- _Information shown_:
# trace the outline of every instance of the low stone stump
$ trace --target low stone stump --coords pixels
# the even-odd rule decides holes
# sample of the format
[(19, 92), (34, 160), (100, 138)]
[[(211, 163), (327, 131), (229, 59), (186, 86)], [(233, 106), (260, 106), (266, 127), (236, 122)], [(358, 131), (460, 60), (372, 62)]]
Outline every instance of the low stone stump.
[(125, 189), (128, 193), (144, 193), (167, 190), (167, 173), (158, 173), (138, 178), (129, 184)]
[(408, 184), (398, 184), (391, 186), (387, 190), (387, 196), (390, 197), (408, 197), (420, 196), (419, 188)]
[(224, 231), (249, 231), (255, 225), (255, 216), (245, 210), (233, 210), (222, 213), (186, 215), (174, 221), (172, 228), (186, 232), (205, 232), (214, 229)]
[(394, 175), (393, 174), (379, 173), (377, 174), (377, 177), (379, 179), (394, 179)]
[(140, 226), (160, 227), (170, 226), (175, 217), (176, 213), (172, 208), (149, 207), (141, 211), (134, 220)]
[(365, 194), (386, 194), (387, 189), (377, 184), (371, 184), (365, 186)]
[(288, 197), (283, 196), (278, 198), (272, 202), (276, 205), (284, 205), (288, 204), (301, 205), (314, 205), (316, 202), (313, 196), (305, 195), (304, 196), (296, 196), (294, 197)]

- _Written instruction_: Rewrite the listing above with "low stone stump" swapped for "mossy tree stump" wherever it occurs, leaving every other line and character unchanged.

- _Output_:
# trace the outline of every instance of the mossy tree stump
$ trace --target mossy tree stump --coords pixels
# the even-odd rule decides holes
# sample of the format
[(19, 92), (34, 160), (100, 138)]
[[(211, 163), (327, 131), (229, 59), (186, 86)], [(233, 106), (260, 106), (266, 127), (236, 122)], [(358, 131), (460, 60), (372, 62)]]
Outline every instance of the mossy tree stump.
[(125, 189), (128, 193), (144, 193), (167, 190), (167, 173), (158, 173), (138, 178), (129, 184)]
[(408, 184), (398, 184), (391, 186), (387, 190), (387, 196), (390, 197), (408, 197), (420, 196), (419, 188)]
[(224, 231), (249, 231), (255, 225), (255, 216), (245, 210), (233, 210), (222, 213), (186, 215), (174, 221), (172, 228), (186, 232), (205, 232), (214, 229)]
[(394, 175), (393, 174), (379, 173), (377, 174), (377, 177), (379, 179), (394, 179)]
[(140, 226), (160, 227), (170, 226), (175, 217), (176, 213), (172, 208), (149, 207), (141, 211), (134, 220)]
[(365, 194), (386, 194), (387, 189), (377, 184), (371, 184), (365, 186)]
[(288, 197), (283, 196), (278, 198), (272, 202), (276, 205), (284, 205), (288, 204), (301, 205), (314, 205), (316, 202), (313, 196), (305, 195), (304, 196), (296, 196), (294, 197)]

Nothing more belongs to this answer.